San Juan

SAN JUAN

Incorporated 1521

CITY DEMOGRAPHICS

  • 46.4 sq. miles
  • 331,165  Total population
  • 8,377 People per sq. mile
  • 6.3 % Forest cover
  • Tropical and subtropical moist broadleaf forests biome
  • 5.9% Developed open space
  • $21,986 Median household income
  • 38.4%  Live below federal poverty level
  • 68.1% Estimated rent-burdened households
  • 24.8% Housing units vacant
  • <0.1% Native, 1.5% White, 0.2% Black, 98% Latinx, 0.1%  Multi-racial/’other,’ 0.2% Asian, <0.1% Pacific Islander

*socioeconomic data estimates are from 5-year ACS data from 2018, racial composition from ACS 2019, and land cover data from 2016 NLCD

CITY CONTEXT

The capital of the colony of Puerto Rico, San Juan’s legacy and present realities cannot be separated from the forcible extermination of Taino people during Spanish colonial conquests, subsequent legacies of mass importation of enslaved Africans, its military occupation by the United States, and generations of state-sanctioned repression under extractive economic systems. These dynamics have produced an intensely segregated city with some of the lowest per capita incomes in the United States.

Enforced poverty takes place amidst a backdrop of tropical bounty and turbulent weather. Climate change and hurricanes have subjected the city to extreme weather events and flooding, and the city has yet to fully recover from the impacts of the 2017 hurricanes Maria and Irma. Like much of the island, the city’s infrastructure systems were hit particularly hard, and recovery has been hampered by its colonial relationship with the United States.

DATA SEGMENT:

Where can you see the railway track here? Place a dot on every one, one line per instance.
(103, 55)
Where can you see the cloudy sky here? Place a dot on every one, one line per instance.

EXERCISES TO COMPLETE:
**a)** From the San Juan city profile, list each historical force that the paragraph beginning "The capital of the colony of Puerto Rico" says cannot be separated from the city's legacy and present.
**b)** Turn the paragraph of the San Juan city profile that starts "Enforced poverty takes place" into a short bulleted list that keeps its main facts.
**c)** Pick up the San Juan city profile where it stops and continue it.
The data has no part in this work.

REPLIES:
**a)**
- The forcible extermination of Taino people during Spanish colonial conquests
- The mass importation of enslaved Africans
- Military occupation by the United States
- Generations of state-sanctioned repression under extractive economic systems

**b)**
- The city's poverty exists alongside tropical bounty and turbulent weather.
- Climate change and hurricanes have brought extreme weather and flooding.
- San Juan has not fully recovered from hurricanes Maria and Irma in 2017.
- Its infrastructure systems were hit especially hard.
- Recovery has been slowed by its colonial relationship with the United States.

**c)**
Green Infrastructure in San Juan

The only plan referencing green infrastructure (Infraestructura Verde in Spanish) was the Plan Ordenacion Territorial or the City Wide Master Plan. In it, the primary benefit of realizing GI functions was to provide ecological habitat.

The plan introduces the GI concept in reference to the Rio Piedras river corridor bisecting the city while connecting coastal and mountain ecosystems. The plan refers to the river corridor as an ecological system, but omits its terrestrial connections, focusing on the river channels themselves. The functions of the river corridor as GI are restricted to its role in improving water quality and ecological connectivity. This idea relates to the landscape concept but does not fit neatly within it.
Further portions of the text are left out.